_PROBLEMS TO SOLVE:_
1. For the forum thread about the returning bird flock, decide whether each statement agrees with it, answering yes or no and quoting the deciding words: (a) Lotas is Khaleesi's big brother; (b) Tito Junior was eager to play with his sister; (c) four lovebirds are missing from the update.
2. According to the forum thread about the returning bird flock, why do Penguin, Fénix, Sindel and Nico not appear in the pictures? Answer in one to three sentences.
3. Write the next part of the forum thread about the returning bird flock, beginning after its final post.

_EXTRACTED TEXT:_
━━━━
# The flock of 14 and I are back!



## aluz (Jul 24, 2011)

Hello, everyone! I hope you have all been doing well. I apologize for my month long absence, there have been some issues that have kept me from being online, but now things are finally better and I'm able to be back on a more regular basis.

Since today was a sunny day, I decided to take some pics of the flock.

Here is Carioca and Mona, they were outside on the sun.


Lotas (Khaleesi's big brother) was also outside and close by with the budgie couple.


He always stands upside down when I come closer to him, he's got such a playful mood when he is outside. 


Here is Mona's first daughter, Dinda.


Tito Junior and Dinda


Tito Junior wasn't in the mood to play with his sister


Mid puff Leonel and Peppy


Another one of my boy Leonel


Goldilocks is getting the first tan on her cere




My Luigi who turned 1 year old on December 27th 2014 (I am yet to make a celebratory post on him)


Best buds


Of course I couldn't finish without a few pics of my precious boy Khaleesi.

What have you got there?


Tippy toes!


I'm going to run up your sleeve and get you!


It's good to be back.


----------



## FaeryBee (May 9, 2011)

*Hi, Ana!!

You were missed, my friend! :hug:

I'm glad to see you back and the pictures you've posted of your flock are gorgeous. Everybirdie looks very healthy and happy. *


----------



## aluz (Jul 24, 2011)

FaeryBee said:


> *Hi, Ana!!
> 
> You were missed, my friend! :hug:
> 
> I'm glad to see you back and the pictures you've posted of your flock are gorgeous. Everybirdie looks very healthy and happy. *


Thanks for the warm welcome, my friend! 
The flock has been in very good health indeed, and that includes the 4 lovebirds missing on this update: Penguin, Fénix, Sindel and Nico weren't in the mood to have their pictures taken today, so I let them be.

Soon I will post another update on them on the Other Birds section.
I also have many pics and a few new videos of Khaleesi playing.


----------



## jean20057 (May 31, 2013)

Welcome back Aluz!!! I know I missed you here, and seeing all your posts all over the place. Glad your doing well now! As always I love seeing pictures of your flock.
━━━━
_DATASET EXTRACT:_
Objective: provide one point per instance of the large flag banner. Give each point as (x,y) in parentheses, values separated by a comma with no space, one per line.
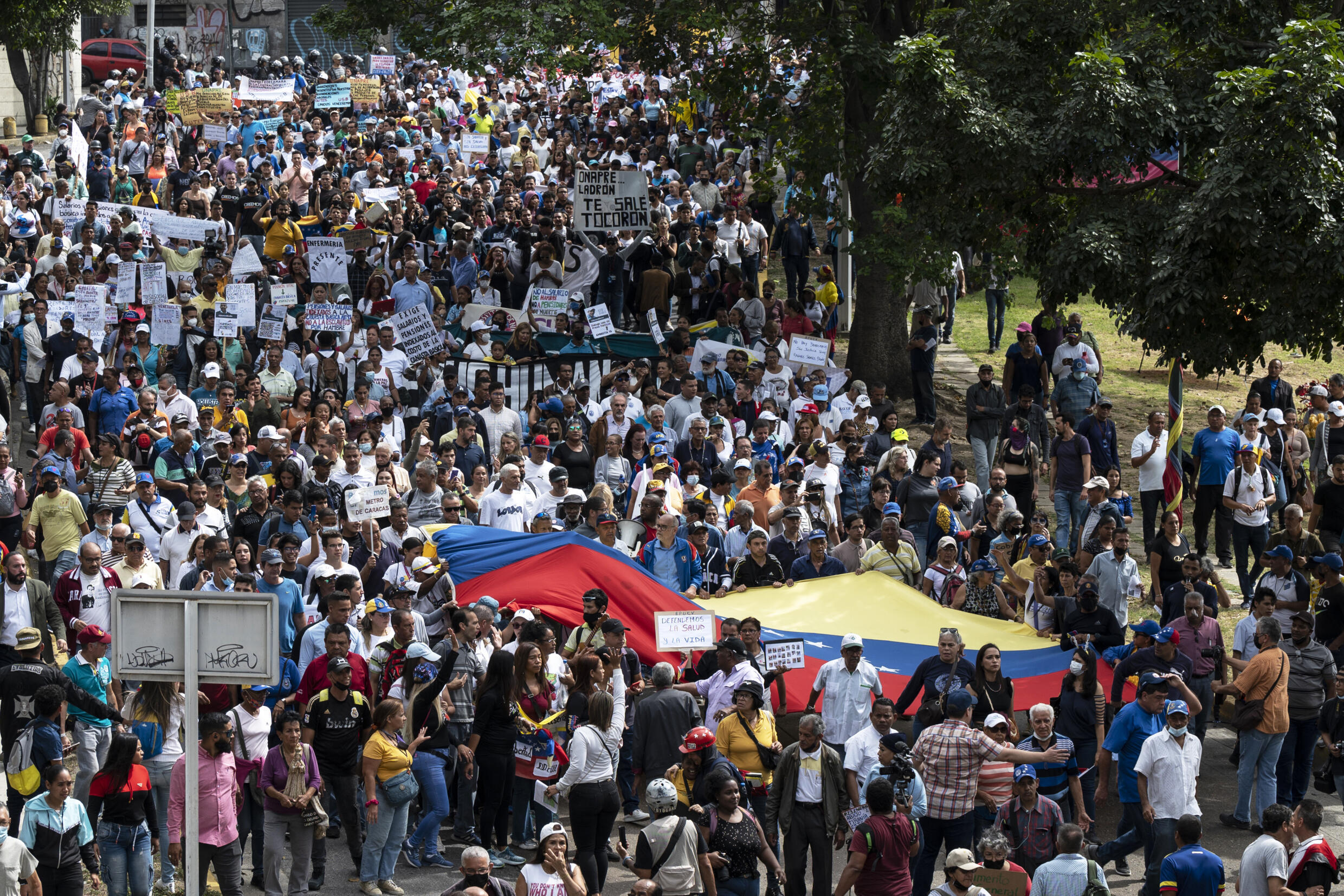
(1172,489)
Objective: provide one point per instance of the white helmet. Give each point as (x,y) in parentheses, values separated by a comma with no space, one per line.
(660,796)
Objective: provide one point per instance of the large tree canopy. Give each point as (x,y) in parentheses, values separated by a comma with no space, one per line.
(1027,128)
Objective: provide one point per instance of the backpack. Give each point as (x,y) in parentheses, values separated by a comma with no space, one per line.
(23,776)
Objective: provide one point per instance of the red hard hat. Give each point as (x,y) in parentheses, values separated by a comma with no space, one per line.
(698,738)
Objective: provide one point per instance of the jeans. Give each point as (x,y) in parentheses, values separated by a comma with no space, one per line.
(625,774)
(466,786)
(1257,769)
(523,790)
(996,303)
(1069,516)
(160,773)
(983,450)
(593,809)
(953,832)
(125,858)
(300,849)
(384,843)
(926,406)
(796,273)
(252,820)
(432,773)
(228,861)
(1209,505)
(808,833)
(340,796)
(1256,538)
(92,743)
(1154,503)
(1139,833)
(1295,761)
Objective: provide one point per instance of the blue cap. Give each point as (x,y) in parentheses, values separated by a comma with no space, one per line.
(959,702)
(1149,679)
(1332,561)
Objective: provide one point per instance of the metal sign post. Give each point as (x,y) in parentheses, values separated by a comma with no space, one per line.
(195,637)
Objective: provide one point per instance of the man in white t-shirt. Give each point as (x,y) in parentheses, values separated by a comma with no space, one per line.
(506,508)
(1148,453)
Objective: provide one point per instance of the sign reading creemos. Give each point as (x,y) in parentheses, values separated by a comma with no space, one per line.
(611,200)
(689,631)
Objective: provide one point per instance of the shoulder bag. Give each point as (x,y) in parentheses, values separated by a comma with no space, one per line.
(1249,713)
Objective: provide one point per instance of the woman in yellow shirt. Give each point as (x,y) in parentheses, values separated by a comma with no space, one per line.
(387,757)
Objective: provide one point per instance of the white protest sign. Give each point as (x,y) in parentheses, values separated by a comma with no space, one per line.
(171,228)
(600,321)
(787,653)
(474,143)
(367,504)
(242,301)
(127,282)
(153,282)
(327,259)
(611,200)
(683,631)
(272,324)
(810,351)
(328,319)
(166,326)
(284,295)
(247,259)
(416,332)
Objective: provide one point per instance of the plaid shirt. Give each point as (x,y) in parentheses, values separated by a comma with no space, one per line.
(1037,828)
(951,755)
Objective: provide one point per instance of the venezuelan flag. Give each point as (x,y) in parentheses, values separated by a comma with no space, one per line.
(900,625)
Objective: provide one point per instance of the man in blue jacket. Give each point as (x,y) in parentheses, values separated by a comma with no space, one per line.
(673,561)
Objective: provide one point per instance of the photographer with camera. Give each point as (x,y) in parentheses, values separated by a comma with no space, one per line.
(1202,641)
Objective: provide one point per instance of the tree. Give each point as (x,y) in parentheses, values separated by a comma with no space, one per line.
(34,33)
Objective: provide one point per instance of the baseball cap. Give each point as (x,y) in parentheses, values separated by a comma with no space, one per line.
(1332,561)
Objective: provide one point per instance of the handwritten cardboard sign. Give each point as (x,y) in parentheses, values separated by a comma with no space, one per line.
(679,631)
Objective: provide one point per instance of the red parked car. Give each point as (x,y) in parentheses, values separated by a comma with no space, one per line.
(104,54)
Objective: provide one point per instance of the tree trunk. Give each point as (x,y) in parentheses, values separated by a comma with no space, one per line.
━━━━
_RESULTS BY TASK:_
1.
(a) Yes: "Lotas (Khaleesi's big brother)"
(b) No: "Tito Junior wasn't in the mood to play with his sister"
(c) Yes: "that includes the 4 lovebirds missing on this update"

2. They were not in the mood to have their pictures taken that day, so the owner let them be. The owner adds that an update on them will soon be posted in the Other Birds section.

3.
----------



## dsavino (Sep 10, 2012)

:wave1: Welcome back Aluz! You were very much missed! Your flock is stunning!


----------



## eduardo (Jul 24, 2011)

*Hi Ana!! Good to see you back :wave:*


----------



## Kate C (Oct 15, 2007)

Good to see you back Ana. The flock is looking great.


----------



## jellyblue (Aug 11, 2010)

So good to hear from you again and see photos of your beautiful family! Glad you're back!


----------



## aluz (Jul 24, 2011)

jean20057 said:


> Welcome back Aluz!!! I know I missed you here, and seeing all your posts all over the place. Glad your doing well now! As always I love seeing pictures of your flock.


Thanks, Kristen! I missed my TB family as well :tb:



dsavino said:


> :wave1: Welcome back Aluz! You were very much missed! Your flock is stunning!


Thanks Diane, it's really great to be back! 



eduardo said:


> *Hi Ana!! Good to see you back :wave:*


Hi Dee, I'm quite pleased to see you now have an English boy, he's gorgeous! 



Kate C said:


> Good to see you back Ana. The flock is looking great.


The flock and I thank you, Kate C! 



jellyblue said:


> So good to hear from you again and see photos of your beautiful family! Glad you're back!


Thank you, Susan! These were the first pics of 2015 that I was able to take so far.


----------



## kcladyz (Apr 8, 2014)

I love goldilocks and luigi


----------



## jrook (Jul 29, 2014)

Hi Aluz.. I really missed you here!! I'm glad to hear things are better and you feel comfortable to come back !! Your flock is lovely.

Welcome back


----------



## Vargur (May 4, 2013)

Hi Ana, welcome back!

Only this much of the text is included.